## Tasks to carry out
a. Answer these questions from the article on health insurance co-ops, one answer per line:
(i) How many of the nonprofit co-ops have state regulators ordered shut down?
(ii) Which co-op made money last year?
(iii) How much did the federal government provide in loans to get the co-ops going?
b. In the article on health insurance co-ops, list every kind of difficulty that Mandy Cohen's written testimony says some co-ops have faced.
c. Reproduce word for word the part of the article on health insurance co-ops that begins with the words containing "WASHINGTON (AP) —" and ends with "for political purposes.".

## Source document
────

WASHINGTON (AP) — The Obama administration defended the health care law's struggling insurance co-ops Tuesday, suggesting to Congress that cutbacks demanded by lawmakers themselves put added pressure on an altruistic alternative to mega-insurers.
State regulators have ordered 11 of the 23 nonprofit co-ops shut down over solvency concerns, forcing several hundred thousand customers to seek new coverage. Only one co-op, the one in Maine, made money last year. Congressional Republicans say the taxpayer-financed program exemplifies "crony capitalism" in which the government backs certain businesses for political purposes.
The argument at Tuesday's hearing before the House Ways and Means Committee was the administration's most direct response to a wave of seven co-ops closing last month. State insurance regulators appear to be moving proactively to avoid serious disruptions for consumers by winnowing out plans that could fail next year. Most customers affected have been able to keep their co-op plans through the end of this year, but must find new coverage for 2016.
"Only in Washington would a group of bureaucrats think they knew how to micromanage 'competition' instead of letting consumers and markets do what they do best," said Rep. Kevin Brady, R-Texas, who chairs the health subcommittee.
The formal name of the program is Consumer Operated and Oriented Plan, or co-op. The federal government provided $2.4 billion in loans to get the co-ops going, and repayment from the ones that have failed seems doubtful.
Nevertheless, administration official Mandy Cohen told lawmakers that co-ops have played an important role in fostering competition and choice in the law's health insurance markets, now in their third year.
"There have been successful co-ops which have provided consumers in their states an additional choice of health insurance and have improved competition," Cohen said in written testimony. "And there also have been Co-ops that for a number of reasons have faced compliance, technical, operational, or financial difficulties." Cohen is chief operating officer at the Centers for Medicare and Medicaid Services, which oversees government health insurance programs.

────

## Available data

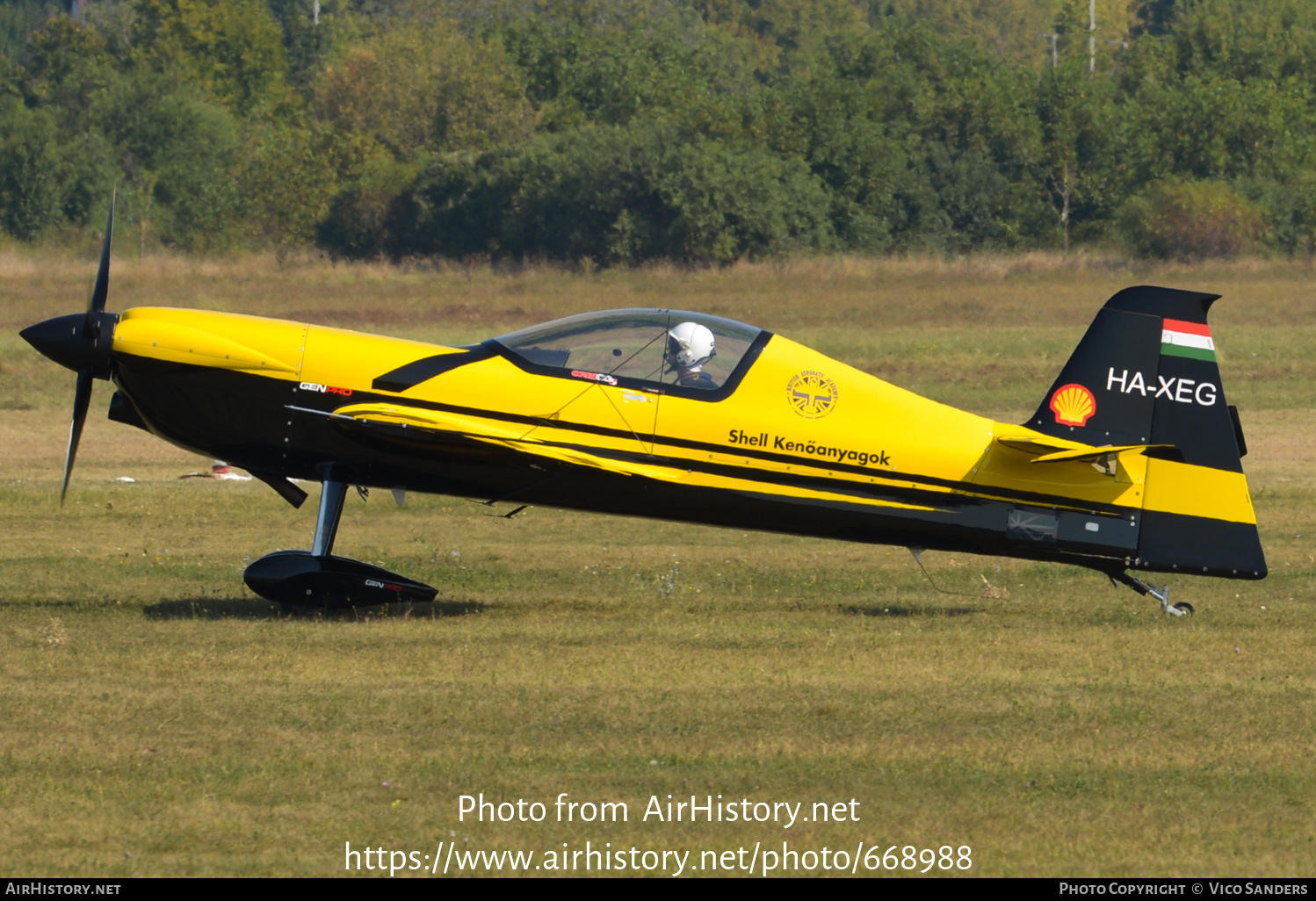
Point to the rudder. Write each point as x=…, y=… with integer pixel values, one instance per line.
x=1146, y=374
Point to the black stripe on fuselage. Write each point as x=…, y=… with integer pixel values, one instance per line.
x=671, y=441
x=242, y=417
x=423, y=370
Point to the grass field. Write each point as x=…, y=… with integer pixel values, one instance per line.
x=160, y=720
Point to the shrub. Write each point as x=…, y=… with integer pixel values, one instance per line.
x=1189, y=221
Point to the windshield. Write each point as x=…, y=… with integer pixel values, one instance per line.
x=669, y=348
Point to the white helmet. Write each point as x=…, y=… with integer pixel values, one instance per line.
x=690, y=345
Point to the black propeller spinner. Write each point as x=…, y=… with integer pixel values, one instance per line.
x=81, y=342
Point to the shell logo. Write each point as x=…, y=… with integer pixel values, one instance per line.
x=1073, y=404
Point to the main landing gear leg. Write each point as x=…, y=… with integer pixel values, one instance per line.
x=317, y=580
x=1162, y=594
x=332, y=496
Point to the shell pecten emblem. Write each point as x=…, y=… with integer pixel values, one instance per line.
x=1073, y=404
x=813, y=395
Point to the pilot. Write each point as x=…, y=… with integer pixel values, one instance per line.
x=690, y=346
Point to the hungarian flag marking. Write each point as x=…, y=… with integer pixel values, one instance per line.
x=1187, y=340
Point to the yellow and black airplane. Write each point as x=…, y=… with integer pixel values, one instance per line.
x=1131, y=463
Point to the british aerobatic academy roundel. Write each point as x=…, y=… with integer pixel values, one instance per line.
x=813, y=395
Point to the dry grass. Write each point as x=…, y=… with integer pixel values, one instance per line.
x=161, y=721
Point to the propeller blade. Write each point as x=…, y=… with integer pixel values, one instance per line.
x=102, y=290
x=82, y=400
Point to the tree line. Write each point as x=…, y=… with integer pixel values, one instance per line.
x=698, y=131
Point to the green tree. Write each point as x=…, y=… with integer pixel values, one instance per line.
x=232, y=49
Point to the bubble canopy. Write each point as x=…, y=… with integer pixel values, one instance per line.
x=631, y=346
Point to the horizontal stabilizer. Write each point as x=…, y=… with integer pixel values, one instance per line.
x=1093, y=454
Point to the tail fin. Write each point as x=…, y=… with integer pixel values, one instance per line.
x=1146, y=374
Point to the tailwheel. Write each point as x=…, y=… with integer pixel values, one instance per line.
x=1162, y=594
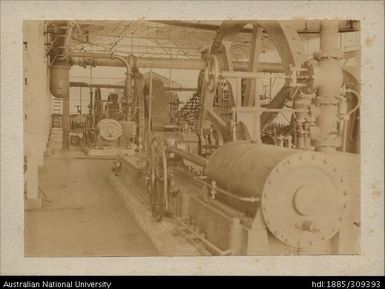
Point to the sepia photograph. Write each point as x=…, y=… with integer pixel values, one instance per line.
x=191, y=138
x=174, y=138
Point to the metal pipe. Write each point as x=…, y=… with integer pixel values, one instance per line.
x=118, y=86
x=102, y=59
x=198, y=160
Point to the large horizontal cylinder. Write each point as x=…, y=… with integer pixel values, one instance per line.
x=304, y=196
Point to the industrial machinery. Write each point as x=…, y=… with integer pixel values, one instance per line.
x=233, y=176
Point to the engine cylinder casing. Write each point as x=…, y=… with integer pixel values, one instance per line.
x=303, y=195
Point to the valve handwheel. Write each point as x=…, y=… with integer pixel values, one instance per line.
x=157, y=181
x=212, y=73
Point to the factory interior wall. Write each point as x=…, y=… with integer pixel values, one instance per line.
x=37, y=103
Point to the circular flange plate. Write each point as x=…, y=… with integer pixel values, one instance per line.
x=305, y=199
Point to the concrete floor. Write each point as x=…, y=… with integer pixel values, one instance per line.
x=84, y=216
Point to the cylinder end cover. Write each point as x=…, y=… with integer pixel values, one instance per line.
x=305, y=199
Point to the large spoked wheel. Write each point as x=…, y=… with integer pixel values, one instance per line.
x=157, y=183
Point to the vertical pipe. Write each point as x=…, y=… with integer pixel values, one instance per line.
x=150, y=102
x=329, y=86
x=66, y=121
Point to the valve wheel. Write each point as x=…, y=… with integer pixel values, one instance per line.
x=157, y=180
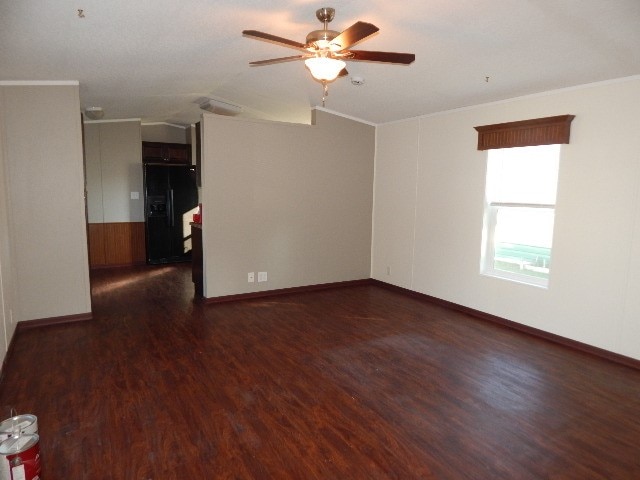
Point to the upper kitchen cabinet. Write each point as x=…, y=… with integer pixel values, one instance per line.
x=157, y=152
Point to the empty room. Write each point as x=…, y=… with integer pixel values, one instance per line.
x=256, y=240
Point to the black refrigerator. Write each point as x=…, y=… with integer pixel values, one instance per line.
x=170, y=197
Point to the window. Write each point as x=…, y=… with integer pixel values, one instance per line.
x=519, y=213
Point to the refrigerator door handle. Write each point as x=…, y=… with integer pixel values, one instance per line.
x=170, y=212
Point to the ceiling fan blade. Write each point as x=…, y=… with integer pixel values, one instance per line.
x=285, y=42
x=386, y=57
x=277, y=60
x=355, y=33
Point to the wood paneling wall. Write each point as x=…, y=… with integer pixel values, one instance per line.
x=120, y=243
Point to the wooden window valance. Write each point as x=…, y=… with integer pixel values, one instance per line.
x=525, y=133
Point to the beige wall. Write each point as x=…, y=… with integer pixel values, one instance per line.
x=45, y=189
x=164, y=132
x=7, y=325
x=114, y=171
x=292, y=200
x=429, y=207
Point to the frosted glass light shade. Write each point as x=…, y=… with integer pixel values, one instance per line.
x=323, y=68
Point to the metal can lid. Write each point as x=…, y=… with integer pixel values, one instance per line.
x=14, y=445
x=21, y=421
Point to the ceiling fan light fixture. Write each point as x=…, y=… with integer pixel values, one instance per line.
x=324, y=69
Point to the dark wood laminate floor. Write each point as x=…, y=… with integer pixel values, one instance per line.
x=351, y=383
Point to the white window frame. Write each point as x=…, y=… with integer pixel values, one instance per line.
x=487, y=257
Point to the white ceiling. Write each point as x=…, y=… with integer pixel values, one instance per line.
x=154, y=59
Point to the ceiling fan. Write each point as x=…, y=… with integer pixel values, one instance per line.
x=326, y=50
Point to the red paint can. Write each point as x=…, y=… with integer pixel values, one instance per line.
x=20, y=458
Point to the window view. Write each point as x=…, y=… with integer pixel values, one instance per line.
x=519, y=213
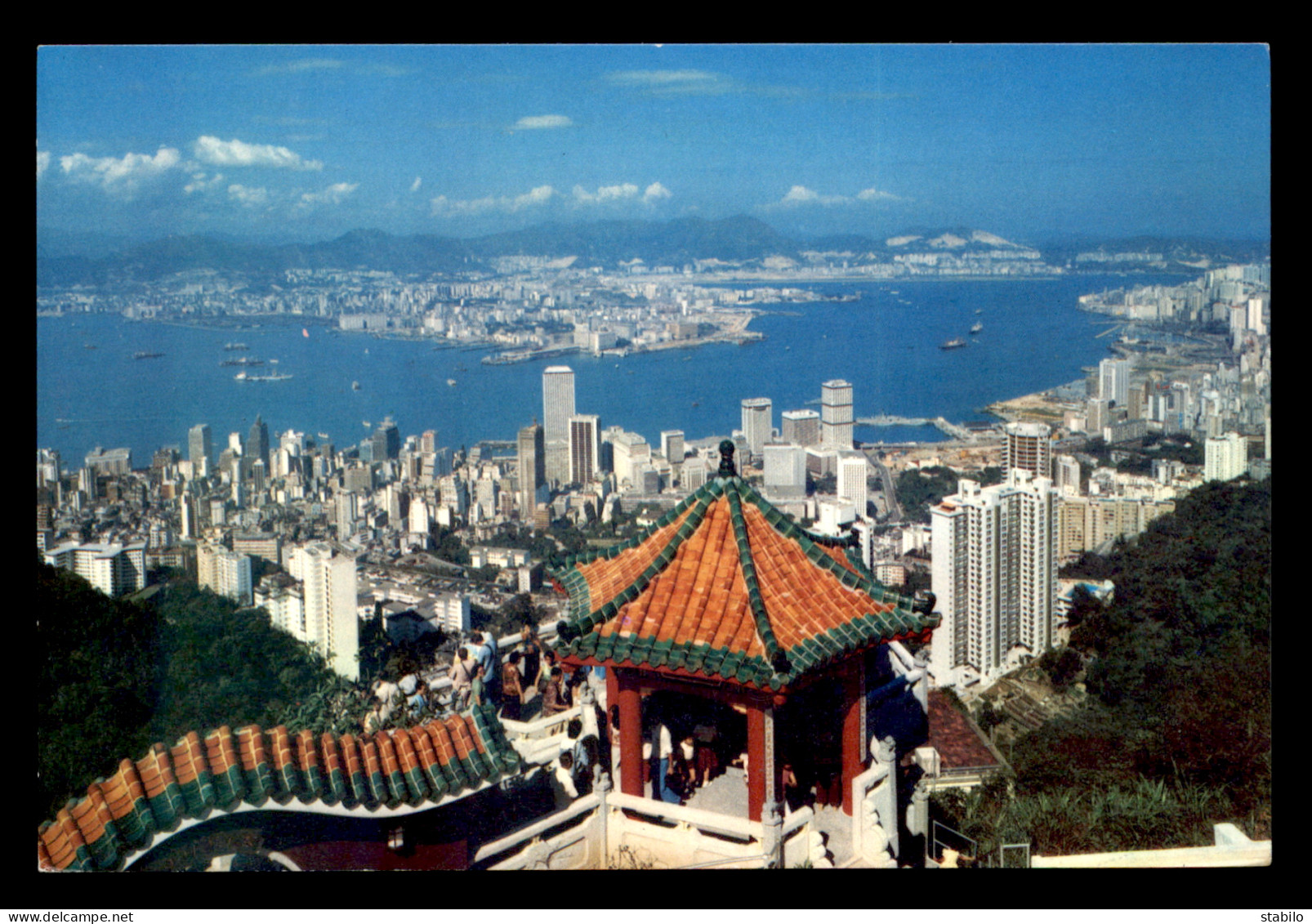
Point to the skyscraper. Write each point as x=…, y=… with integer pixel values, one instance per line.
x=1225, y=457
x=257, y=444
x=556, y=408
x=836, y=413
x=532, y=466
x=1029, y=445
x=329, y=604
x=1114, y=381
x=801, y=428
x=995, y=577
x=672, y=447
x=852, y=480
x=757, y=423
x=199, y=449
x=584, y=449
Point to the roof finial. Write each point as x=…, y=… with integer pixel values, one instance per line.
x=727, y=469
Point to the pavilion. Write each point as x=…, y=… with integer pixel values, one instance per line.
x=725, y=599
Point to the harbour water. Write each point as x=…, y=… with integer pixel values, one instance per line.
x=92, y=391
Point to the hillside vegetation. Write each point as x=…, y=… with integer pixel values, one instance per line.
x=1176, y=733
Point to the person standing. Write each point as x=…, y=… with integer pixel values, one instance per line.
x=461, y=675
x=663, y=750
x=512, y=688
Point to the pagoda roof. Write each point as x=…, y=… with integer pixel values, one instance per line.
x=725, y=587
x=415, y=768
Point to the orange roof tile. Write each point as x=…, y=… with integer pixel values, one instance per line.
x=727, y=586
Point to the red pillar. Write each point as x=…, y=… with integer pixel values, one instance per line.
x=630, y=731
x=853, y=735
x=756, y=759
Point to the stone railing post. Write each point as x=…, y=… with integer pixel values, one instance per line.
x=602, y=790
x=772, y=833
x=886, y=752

────

## Answers by item
a.
(i) 11 of the 23
(ii) The one in Maine
(iii) $2.4 billion

b. Compliance, technical, operational, financial

c.
WASHINGTON (AP) — The Obama administration defended the health care law's struggling insurance co-ops Tuesday, suggesting to Congress that cutbacks demanded by lawmakers themselves put added pressure on an altruistic alternative to mega-insurers.
State regulators have ordered 11 of the 23 nonprofit co-ops shut down over solvency concerns, forcing several hundred thousand customers to seek new coverage. Only one co-op, the one in Maine, made money last year. Congressional Republicans say the taxpayer-financed program exemplifies "crony capitalism" in which the government backs certain businesses for political purposes.